**Work instruction:**
Each line from the one holding "# put a marker on each instance of the tree" through the final line of the data below is to be given again exactly, and no other line is to appear.
== Study material ==
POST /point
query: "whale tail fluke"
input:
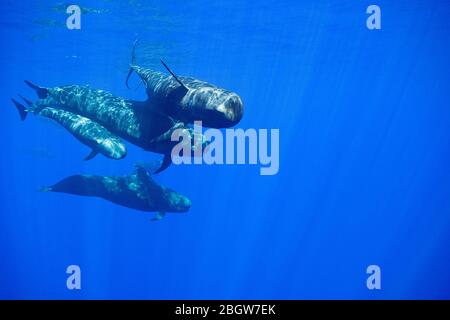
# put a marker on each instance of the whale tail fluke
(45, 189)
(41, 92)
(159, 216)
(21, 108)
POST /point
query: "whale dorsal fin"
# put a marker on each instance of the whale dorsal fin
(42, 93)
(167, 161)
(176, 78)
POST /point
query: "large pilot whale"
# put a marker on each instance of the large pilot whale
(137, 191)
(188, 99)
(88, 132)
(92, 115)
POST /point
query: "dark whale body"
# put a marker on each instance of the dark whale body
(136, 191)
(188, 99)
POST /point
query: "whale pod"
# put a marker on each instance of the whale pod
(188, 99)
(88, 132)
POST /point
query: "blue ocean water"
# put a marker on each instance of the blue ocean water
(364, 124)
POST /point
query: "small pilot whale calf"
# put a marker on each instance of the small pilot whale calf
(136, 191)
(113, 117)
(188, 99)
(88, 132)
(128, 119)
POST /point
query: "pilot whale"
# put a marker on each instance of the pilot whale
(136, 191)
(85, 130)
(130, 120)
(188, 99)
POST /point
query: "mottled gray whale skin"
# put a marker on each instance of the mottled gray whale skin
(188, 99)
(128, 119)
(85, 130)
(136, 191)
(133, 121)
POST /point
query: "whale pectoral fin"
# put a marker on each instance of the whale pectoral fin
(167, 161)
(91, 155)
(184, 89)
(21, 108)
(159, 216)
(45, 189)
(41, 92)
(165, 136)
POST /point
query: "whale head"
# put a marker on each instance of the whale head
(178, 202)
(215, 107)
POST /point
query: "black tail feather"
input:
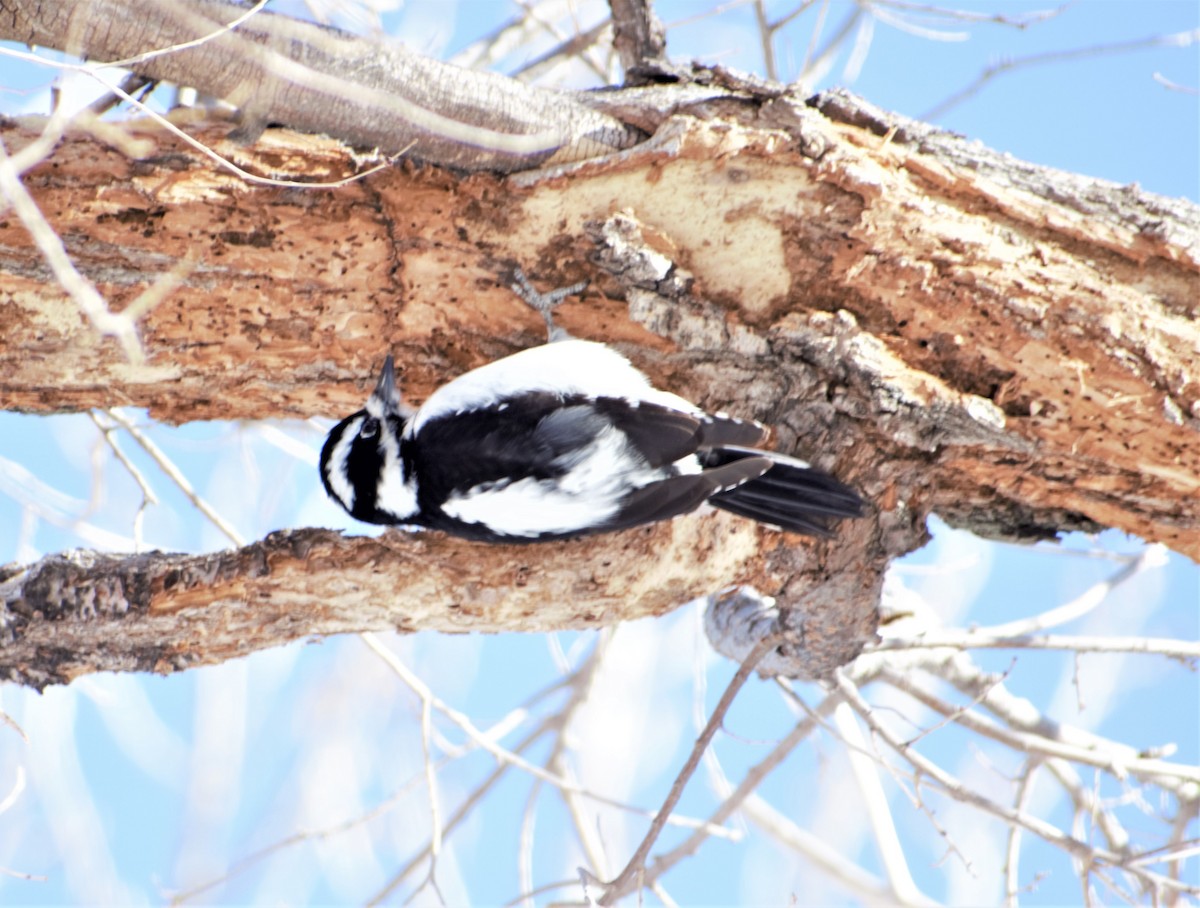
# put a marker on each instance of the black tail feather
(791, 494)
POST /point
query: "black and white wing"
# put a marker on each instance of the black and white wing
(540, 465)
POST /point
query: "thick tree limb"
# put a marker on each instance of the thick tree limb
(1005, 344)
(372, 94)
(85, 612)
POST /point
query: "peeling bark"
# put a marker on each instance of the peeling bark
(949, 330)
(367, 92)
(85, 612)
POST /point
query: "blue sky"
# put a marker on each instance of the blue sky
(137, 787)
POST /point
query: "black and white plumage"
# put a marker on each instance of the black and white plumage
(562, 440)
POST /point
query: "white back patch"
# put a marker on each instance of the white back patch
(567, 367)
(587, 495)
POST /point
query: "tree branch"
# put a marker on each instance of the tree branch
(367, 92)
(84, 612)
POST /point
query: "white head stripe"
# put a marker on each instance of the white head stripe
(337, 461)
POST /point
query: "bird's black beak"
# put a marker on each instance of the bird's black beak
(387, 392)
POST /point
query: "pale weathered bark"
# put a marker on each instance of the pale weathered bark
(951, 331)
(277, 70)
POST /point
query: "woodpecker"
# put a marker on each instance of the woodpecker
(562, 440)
===
**Expected answer:**
# put a marker on each instance of the tree branch
(367, 92)
(84, 612)
POST /point
query: "white head stripe"
# put a marker on each instance of the white head stripe
(337, 461)
POST /point
query: "bird's black beak"
# put a marker on each instance of the bird's black beak
(387, 392)
POST /point
query: "pale weathered bark"
# put a marker on each instance of the pale weathered bark
(951, 331)
(277, 70)
POST /point
query: "woodpecker"
# put a marker on each instance of the woodpecker
(562, 440)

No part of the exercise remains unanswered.